_DATASET EXTRACT_

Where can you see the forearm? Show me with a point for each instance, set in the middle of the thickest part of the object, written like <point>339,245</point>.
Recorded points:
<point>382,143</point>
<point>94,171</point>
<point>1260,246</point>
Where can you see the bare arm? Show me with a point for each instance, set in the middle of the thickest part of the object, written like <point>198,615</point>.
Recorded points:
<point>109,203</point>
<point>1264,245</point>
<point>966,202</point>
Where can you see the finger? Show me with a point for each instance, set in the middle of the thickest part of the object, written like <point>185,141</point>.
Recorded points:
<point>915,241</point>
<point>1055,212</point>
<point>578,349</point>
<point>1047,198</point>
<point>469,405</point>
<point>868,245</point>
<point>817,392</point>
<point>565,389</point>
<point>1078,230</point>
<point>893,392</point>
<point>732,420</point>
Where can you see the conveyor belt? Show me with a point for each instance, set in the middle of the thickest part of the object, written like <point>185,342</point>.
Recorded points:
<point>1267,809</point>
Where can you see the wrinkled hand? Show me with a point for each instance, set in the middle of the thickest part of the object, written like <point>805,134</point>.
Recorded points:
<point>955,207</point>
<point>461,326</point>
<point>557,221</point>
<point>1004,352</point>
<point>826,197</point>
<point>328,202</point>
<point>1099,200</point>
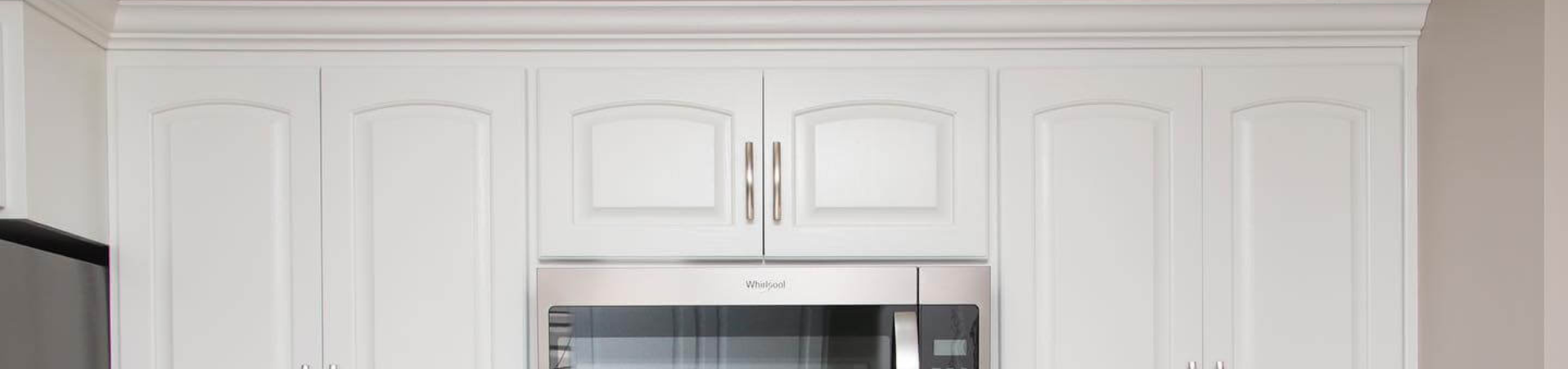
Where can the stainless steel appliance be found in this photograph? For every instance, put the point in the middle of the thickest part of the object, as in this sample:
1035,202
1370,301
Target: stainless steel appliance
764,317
...
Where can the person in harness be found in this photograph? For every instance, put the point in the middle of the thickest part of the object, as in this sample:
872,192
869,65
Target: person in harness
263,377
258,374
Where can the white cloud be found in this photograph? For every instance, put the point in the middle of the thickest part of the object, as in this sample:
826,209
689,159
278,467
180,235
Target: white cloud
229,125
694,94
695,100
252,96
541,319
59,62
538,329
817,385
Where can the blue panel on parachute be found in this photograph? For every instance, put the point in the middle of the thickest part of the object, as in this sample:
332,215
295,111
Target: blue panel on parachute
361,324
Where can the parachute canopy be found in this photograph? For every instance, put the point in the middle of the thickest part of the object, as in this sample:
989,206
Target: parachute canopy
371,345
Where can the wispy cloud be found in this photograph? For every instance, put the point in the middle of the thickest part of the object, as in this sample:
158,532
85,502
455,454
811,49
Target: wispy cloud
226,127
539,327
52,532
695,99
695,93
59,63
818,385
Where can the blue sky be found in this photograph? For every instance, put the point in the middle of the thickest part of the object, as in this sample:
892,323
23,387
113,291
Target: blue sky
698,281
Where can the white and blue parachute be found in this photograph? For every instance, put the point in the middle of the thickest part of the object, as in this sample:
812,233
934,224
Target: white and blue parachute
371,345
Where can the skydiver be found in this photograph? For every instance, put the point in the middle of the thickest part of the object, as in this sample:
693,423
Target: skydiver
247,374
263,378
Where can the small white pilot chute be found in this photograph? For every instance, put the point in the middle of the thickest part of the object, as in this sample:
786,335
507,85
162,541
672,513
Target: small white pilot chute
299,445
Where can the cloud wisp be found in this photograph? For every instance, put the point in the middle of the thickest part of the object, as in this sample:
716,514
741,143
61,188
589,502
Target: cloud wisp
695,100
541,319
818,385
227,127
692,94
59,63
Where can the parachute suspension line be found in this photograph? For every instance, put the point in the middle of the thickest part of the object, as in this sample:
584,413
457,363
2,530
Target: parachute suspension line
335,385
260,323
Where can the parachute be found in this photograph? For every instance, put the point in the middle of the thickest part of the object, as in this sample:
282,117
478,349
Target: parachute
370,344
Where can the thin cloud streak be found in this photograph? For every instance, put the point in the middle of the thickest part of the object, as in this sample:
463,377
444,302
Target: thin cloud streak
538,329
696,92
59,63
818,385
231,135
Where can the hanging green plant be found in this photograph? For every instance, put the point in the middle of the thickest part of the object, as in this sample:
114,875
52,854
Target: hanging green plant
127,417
---
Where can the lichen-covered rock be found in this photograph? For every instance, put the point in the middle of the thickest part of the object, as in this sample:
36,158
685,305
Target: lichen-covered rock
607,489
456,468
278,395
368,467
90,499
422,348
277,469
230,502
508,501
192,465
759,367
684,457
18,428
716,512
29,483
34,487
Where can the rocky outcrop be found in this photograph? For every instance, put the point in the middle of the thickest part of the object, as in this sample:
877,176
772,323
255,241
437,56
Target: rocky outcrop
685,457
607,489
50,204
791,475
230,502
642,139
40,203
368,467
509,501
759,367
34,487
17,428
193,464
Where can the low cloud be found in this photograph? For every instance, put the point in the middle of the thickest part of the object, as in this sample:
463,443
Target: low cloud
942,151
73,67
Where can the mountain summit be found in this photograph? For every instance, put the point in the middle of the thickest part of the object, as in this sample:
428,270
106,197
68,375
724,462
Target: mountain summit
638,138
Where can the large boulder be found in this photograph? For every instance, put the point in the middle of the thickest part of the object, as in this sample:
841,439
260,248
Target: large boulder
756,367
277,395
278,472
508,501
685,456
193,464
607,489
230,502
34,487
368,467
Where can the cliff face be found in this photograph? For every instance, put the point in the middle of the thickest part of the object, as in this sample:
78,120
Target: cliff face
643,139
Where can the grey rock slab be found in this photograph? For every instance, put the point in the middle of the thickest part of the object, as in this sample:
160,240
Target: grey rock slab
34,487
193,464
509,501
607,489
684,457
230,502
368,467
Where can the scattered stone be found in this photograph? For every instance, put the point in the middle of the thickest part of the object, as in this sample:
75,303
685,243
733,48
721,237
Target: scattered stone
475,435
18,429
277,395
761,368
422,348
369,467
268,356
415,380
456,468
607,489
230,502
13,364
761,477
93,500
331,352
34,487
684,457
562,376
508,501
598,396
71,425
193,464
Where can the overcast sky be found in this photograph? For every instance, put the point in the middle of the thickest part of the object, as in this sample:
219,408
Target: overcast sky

_WHAT THE EXERCISE ASKS_
Scan the listing above for the word "overcast" and copy every line that holds it.

_COMPLETED TASK_
Where can the overcast sky be found in this photograph? For every instance, put the point in the middle of the thickest part of the object, as in this sample:
Target: overcast sky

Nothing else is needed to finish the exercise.